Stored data
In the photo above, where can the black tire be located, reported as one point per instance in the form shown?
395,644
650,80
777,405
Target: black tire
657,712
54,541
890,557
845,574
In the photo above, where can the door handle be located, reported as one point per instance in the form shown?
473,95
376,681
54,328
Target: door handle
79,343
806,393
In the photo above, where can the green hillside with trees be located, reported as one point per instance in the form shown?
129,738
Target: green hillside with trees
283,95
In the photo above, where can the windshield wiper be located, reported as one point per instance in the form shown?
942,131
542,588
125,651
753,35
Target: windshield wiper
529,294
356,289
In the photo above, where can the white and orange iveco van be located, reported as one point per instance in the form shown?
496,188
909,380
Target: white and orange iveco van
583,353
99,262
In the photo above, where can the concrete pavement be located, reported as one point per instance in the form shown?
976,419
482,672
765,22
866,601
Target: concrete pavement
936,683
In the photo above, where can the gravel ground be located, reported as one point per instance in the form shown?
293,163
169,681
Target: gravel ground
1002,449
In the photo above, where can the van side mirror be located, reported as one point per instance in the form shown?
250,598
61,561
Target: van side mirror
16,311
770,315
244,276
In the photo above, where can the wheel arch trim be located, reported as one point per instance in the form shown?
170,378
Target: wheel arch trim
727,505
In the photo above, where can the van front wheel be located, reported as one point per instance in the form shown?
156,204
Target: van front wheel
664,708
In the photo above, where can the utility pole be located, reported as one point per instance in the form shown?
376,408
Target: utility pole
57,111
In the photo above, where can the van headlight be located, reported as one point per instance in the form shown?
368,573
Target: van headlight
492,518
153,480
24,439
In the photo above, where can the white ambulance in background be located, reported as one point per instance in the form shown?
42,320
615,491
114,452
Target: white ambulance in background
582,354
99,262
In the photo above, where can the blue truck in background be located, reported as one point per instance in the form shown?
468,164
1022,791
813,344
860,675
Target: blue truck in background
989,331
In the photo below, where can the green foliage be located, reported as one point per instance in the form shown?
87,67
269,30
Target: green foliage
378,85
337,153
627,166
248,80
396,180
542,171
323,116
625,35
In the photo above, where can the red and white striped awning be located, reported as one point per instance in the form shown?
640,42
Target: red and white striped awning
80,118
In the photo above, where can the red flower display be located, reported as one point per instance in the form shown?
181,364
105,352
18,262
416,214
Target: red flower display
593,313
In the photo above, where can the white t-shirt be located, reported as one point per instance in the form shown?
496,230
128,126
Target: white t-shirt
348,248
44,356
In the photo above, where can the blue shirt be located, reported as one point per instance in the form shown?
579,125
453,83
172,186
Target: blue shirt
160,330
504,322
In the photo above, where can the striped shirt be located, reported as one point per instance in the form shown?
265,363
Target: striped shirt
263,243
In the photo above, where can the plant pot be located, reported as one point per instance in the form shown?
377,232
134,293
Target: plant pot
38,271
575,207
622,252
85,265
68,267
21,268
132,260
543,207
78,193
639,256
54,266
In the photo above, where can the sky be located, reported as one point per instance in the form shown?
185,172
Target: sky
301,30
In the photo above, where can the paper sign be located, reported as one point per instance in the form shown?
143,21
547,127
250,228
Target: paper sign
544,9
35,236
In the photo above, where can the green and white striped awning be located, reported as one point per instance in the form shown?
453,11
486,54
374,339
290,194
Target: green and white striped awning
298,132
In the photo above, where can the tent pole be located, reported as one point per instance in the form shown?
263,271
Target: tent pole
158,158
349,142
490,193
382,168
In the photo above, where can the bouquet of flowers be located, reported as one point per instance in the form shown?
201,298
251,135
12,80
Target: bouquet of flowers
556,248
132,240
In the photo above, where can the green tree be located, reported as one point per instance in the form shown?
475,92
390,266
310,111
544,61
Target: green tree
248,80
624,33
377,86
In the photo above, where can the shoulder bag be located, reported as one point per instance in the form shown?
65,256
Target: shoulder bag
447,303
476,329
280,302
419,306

Prompt →
To complete this exercise, set down every line above exactly once more.

Task output →
In the photo above, where can the black tire be located, reported as one point per instance in the form shown?
395,644
650,80
777,405
Target: black tire
657,712
54,541
890,557
845,574
In the photo above, where can the door handle be located, reported as one point per instance in the form shown?
473,95
376,681
54,328
Target: door handle
79,343
806,393
In the photo above, where can the green hillside with trees be located, reported as one point per instance in the form shown?
129,738
Target: green hillside with trees
283,95
In the photo above, where can the windshield wiper be located, reported as one point per instance in the form shown?
942,131
542,588
125,651
753,35
Target: windshield wiper
529,294
356,289
In the photo above, where can the white and orange iveco van be located, reported as one point per instance in the form shown?
496,188
909,380
Target: white and orange iveco van
583,353
99,262
In the photo above, where can the concrete pavement be located, reported as one point per instance in the form shown?
976,419
482,672
765,22
866,601
Target: concrete pavement
936,683
In the photo above, where can the gravel ground be located, reported as one point per instance in the form shown?
293,163
169,681
Target: gravel ground
1002,449
In the photo above, where can the van side mirror be located, reported as one point per instance in the form shown?
250,598
61,561
Target: van side mirror
16,311
770,315
244,276
In the photo above, where can the wheel arch trim be located, reported as one point per instance in the form shown?
170,378
Target: wheel arch trim
727,505
In the photo above, where can the van front wheel be located, reported as one point per instance in the form shown?
156,204
Target: van front wheel
664,708
In the photo above, where can the utility pole be located, reported as one point per instance in the form shown?
376,408
Target: utility pole
57,111
In the photo above, where can the van headlight be located, reported as one point per instance in the form shown?
368,573
Target: van headlight
492,518
153,480
24,439
In the photo above, where can the white ambulance in background be located, reported as one point per instance in the form shown?
42,320
615,491
114,452
Target: white ambulance in background
582,354
99,262
In the photo above, where can the blue truck in background be located, reported as one point per instance in the form shown?
468,164
1022,791
813,344
860,675
Target: blue truck in background
989,331
In the photo below, where can the green foliage be located, reported as one point per instance in the form shown?
87,67
269,30
Target: green foliage
378,85
337,153
627,166
248,80
396,180
542,171
323,116
625,35
In the photo above, where can the red and white striped awning be located, reported as one point per instance in the form shown?
640,42
Target: red and white striped awning
80,118
In the photo above, where can the red flower display be located, reported as one point per instance in the form shown?
181,364
105,352
18,262
416,214
Target: red flower display
593,313
In the photo above, where can the white t-shirt be located, reported as one point per instance in the form shown?
496,230
128,126
Target: white t-shirt
348,248
44,356
In the photo above, where can the blue shirt be located, reported as one point per instance in the form shown?
579,125
453,83
172,186
Target: blue shirt
160,330
504,322
In the photo above, where can the striped shirt be located, reported as one point per instance in the form shown?
265,363
Target: striped shirt
263,243
In the photo above, where can the plant pot be located, reported as one point per instance in the form shown?
377,232
134,293
Target: plant pot
38,271
575,207
622,252
85,265
68,267
21,268
132,260
543,207
78,193
639,256
54,266
In the photo above, where can the sky be located, reported as one point per instance in the form shown?
185,172
Target: sky
301,30
In the photo above, where can the paper sign be located, reported as one point per instance in the form shown?
143,21
547,127
250,228
Target: paper sign
544,9
35,236
In the photo above, where can the green and white striped awning be located, reported as one point per instance in the form shown?
453,11
486,54
374,339
290,194
Target: green and white striped awning
298,132
In the photo above, where can the tent pole be located, reported as one point per instance in the form shown?
263,271
Target: tent pole
158,158
349,142
490,193
382,168
In the photo above, where can the bouquet of flowers be located, reported as one point per instance in the form shown?
201,298
251,135
12,80
Target: bouquet of flowers
556,248
132,240
In the photo above, where can the green tree be located, reported as one point per instance in the form shown?
475,92
390,266
310,111
544,61
Target: green tree
248,80
624,33
377,86
In the photo above, where can the shoulder bag be located, reported as one point per instance in the form shown?
65,256
Target: shoulder bag
447,303
476,329
280,302
419,306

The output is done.